## Required action 1
In the post on where schizophrenia genes are located, which two Bioconductor packages are the images built on?
## Required action 2
Carry on the post about locating schizophrenia genes from where it stops.

2 min read

Where to find your Genes

We’ve been working with the genetics of schizophrenia, looking at how the expression of genes that play a role in the condition vary across brain regions and neurodevelopment stages. Now, call me old-fashioned, but I like to know how things are laid out, so in this case where these genes are situated. Time for a plot.

The genes in question come from a GWAS study of the PGC. The images are build based on the ggbio and karyoploteR packages from bioconductor.

First, let’s load up the required packages:

knitr::opts_chunk$set(echo = TRUE, message = FALSE, warning = FALSE)

if (!require("pacman")) install.packages("pacman")
## Loading required package: pacman
pacman::p_load(annotables, tidyverse, ggbio,
               httr, readxl, ABAData, 
               GenomicRanges, karyoploteR)

## Records provided
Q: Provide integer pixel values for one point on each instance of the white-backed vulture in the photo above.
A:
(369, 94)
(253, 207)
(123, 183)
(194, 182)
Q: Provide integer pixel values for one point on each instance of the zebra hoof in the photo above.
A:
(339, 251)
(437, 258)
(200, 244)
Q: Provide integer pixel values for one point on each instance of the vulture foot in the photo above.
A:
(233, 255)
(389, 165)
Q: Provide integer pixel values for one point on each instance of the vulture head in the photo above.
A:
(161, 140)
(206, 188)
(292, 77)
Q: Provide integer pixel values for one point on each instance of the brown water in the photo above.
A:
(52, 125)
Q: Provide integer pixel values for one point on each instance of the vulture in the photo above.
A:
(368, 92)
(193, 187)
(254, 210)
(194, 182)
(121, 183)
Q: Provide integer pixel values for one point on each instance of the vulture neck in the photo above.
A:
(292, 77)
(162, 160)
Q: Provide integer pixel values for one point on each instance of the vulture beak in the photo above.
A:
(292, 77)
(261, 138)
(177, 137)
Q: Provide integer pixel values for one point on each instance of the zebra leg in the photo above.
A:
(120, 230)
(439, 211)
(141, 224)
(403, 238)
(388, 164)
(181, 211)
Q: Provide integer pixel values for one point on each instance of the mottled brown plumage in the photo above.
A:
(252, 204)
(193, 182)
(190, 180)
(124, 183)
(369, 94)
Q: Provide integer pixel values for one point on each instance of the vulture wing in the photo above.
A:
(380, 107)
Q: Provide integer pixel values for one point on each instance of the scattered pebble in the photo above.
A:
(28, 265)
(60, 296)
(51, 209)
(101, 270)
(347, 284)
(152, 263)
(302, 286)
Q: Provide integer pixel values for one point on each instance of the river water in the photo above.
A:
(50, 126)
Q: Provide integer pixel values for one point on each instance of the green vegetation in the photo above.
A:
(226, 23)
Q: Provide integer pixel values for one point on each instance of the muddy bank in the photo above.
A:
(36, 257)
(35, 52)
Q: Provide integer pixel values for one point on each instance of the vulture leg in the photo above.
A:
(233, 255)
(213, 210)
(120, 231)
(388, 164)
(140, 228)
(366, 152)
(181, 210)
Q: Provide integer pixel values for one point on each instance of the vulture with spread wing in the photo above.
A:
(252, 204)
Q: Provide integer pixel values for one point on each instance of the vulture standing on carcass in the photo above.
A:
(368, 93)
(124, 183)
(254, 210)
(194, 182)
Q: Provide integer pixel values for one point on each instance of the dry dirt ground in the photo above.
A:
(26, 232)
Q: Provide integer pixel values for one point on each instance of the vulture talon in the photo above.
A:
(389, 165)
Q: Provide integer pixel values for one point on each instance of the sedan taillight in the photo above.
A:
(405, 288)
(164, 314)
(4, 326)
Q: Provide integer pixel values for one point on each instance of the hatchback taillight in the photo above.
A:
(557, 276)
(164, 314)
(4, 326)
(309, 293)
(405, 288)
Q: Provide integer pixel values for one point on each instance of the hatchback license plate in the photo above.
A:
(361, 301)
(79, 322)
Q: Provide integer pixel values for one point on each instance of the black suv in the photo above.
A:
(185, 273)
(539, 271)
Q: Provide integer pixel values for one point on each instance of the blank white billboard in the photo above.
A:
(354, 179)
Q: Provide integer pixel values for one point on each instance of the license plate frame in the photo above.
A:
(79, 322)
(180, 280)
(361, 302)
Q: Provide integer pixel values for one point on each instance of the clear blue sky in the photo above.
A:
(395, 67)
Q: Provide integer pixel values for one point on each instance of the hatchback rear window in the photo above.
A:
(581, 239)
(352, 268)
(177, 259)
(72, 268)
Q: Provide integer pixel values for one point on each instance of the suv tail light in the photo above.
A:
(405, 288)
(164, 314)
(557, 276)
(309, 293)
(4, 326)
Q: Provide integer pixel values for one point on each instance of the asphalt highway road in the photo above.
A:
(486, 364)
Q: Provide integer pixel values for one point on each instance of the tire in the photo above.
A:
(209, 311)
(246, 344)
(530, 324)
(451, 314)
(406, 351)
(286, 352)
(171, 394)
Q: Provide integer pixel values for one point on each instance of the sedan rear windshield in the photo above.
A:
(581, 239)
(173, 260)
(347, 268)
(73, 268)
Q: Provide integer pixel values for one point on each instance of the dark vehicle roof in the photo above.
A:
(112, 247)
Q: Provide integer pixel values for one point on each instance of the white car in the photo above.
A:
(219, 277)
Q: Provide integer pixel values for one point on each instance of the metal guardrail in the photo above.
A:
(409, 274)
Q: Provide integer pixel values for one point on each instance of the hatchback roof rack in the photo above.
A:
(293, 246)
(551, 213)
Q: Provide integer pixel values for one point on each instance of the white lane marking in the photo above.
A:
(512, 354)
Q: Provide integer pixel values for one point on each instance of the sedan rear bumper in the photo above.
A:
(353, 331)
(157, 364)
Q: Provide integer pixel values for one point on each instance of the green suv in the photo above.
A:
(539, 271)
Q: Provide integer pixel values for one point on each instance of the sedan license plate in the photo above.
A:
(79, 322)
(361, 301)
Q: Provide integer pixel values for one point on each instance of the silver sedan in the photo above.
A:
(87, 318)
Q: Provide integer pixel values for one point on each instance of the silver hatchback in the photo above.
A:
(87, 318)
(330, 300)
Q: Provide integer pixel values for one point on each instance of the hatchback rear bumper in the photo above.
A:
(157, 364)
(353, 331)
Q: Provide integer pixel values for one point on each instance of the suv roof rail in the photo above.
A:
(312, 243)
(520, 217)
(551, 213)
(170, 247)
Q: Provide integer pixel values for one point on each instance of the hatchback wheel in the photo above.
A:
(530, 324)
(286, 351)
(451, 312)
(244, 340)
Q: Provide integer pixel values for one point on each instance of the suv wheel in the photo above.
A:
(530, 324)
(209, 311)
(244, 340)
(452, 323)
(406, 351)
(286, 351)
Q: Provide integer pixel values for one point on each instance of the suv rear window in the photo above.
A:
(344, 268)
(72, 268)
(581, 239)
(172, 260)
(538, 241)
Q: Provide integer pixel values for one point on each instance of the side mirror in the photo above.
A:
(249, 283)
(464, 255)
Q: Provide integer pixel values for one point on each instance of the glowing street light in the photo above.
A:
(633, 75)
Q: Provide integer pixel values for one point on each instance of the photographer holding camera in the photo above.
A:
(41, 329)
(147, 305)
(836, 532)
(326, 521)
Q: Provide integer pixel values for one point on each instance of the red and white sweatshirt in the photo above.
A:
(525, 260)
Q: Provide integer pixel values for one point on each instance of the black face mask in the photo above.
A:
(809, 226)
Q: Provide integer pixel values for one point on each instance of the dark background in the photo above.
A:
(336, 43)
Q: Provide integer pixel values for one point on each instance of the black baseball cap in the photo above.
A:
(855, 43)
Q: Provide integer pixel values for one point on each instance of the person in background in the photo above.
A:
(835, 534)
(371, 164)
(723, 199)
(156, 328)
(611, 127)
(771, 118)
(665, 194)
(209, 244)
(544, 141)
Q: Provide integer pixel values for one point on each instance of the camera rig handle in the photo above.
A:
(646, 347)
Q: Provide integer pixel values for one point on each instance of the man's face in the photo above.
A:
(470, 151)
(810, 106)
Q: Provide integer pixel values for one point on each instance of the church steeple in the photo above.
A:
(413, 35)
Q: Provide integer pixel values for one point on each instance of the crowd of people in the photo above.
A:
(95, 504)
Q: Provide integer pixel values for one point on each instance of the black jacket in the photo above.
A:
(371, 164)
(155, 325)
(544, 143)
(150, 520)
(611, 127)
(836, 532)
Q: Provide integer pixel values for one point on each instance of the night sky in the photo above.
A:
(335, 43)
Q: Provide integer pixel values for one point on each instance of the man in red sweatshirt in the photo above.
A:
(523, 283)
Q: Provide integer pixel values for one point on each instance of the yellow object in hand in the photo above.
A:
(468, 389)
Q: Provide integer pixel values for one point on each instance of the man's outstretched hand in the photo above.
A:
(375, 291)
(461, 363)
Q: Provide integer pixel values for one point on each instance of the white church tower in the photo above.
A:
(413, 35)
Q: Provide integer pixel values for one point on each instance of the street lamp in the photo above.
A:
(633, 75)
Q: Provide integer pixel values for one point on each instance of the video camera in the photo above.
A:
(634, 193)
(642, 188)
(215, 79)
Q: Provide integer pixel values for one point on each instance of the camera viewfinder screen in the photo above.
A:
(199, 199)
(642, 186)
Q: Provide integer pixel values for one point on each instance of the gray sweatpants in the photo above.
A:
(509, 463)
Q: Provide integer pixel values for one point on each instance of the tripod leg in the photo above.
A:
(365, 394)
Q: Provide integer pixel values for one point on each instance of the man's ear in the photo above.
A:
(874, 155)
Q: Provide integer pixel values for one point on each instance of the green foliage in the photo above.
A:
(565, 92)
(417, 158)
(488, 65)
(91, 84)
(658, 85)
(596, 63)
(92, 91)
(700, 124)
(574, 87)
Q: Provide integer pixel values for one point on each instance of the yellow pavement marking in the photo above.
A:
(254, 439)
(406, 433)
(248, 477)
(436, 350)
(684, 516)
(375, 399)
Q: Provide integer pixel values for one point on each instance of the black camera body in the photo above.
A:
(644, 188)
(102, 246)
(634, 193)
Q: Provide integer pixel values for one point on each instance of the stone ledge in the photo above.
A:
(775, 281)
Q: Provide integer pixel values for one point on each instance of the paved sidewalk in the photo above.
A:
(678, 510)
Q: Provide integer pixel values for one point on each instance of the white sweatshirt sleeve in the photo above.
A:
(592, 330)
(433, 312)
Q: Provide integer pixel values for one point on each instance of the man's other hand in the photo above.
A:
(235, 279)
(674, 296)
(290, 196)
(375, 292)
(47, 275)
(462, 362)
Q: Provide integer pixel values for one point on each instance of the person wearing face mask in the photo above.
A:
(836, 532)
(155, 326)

## Your response 1
ggbio and karyoploteR

## Your response 2
Next, we get a list of the genes from the PGC. These are taken from one of the supplementary tables from the 2018 paper mentioned above. We only care about the ones that also feature in the Allen Brain Atlas, so we filter for those.

url <- "https://www.ncbi.nlm.nih.gov/pmc/articles/PMC5918692/bin/NIHMS958804-supplement-Supplementary_Table.xlsx"
GET(url, write_disk(temp_file <- tempfile(fileext = ".xlsx"))) # downloads the .xlsx file
## Response [https://www.ncbi.nlm.nih.gov/pmc/articles/PMC5918692/bin/NIHMS958804-supplement-Supplementary_Table.xlsx]
##   Date: 2020-10-25 03:00
##   Status: 200
##   Content-Type: application/vnd.openxmlformats-officedocument.spreadsheetml.sheet
##   Size: 1.27 MB
## <ON DISK>  /tmp/Rtmpw0u1Yv/file23c4d3437ffbc.xlsx
df <- read_excel(temp_file, sheet = 4, skip = 3) # reads into a dataframe. First six rows of the excel file are just header
unlink(temp_file)     # deletes the temporary file


##################################################################
# makes sz_genes, a dataframe with a single column of the CLOZUK genes
#######################################################################

sz_genes <- df$`Gene(s) tagged` %>% 
  str_split(",") %>% 
  unlist() %>% 
  as.data.frame() %>% 
  distinct()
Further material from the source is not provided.